> STATED TASK:
In the forum thread about the rehomed cockatiel, where had the previous owner kept the bird?

> SELECTED TEXT:
# help please!! urgent



## vickyrees (Nov 6, 2009)

i have just rehomed a cockatiel i have been told it was male and around 4 years old, he was kept in a dark shed outside due to the same behaviour shown to the previous owner  i brought him home last nite and he is very frigtened and nervous obviously. if i go near the cage he opens his mouth to bite i have put my hand in the cage to put food water etc and he is hissing at me, can anyone advise me how to get the bird to trust me i understand this is not going to be an overnight success as he hasnt been looked after very well, i have owned a bird before but not a cockatiel i am keeping him near a wall at eye level for security and speaking soft calming words to him i know its going to take time but any advice will help me.

i have just joined this forum and dont know if i have posted this in the right place apologies if i havent 
thank you so much for any help  
x x x


----------



## Mythara (Apr 9, 2009)

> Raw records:
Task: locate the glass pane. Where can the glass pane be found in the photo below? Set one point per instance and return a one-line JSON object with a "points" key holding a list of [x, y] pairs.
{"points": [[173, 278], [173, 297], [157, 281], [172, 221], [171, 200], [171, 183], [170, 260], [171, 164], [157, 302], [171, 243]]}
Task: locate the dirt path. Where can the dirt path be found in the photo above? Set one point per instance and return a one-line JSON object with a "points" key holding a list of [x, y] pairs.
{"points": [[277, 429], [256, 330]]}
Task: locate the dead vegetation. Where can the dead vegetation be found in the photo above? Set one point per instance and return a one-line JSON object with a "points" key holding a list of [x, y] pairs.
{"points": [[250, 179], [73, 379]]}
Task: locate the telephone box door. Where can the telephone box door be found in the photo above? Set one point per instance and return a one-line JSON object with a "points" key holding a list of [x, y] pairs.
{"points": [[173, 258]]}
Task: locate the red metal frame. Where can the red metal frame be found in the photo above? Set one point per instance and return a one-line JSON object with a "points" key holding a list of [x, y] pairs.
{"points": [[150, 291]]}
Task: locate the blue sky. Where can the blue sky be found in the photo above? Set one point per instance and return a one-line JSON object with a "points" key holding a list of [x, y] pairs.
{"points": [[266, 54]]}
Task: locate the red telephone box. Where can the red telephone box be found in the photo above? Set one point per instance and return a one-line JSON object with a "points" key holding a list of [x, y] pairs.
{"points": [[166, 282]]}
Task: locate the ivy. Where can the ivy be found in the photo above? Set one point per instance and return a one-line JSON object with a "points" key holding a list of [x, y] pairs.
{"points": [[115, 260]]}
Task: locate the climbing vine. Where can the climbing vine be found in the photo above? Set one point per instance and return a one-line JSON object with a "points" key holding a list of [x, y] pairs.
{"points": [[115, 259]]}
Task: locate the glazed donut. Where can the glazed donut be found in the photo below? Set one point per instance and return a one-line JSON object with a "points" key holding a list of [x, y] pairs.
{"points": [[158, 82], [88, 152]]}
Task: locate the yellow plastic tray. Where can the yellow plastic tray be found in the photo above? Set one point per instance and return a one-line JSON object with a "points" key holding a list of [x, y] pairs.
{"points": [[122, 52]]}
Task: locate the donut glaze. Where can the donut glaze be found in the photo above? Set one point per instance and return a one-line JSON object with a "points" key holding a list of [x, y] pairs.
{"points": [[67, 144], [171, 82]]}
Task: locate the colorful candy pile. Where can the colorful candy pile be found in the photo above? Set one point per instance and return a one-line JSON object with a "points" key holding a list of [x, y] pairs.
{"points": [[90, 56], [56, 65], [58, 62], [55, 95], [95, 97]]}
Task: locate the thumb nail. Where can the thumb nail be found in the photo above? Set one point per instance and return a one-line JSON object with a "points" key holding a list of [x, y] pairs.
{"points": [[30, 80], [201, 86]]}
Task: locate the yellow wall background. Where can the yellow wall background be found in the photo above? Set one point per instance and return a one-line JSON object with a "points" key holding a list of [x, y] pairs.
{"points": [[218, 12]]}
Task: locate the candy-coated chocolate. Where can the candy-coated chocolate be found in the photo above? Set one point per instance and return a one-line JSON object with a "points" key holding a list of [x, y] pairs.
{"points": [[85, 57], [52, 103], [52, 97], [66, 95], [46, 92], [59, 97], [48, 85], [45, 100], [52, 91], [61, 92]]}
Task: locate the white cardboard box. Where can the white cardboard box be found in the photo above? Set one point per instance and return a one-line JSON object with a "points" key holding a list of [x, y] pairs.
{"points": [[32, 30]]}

> PROBLEM SOLUTION:
In a dark shed outside.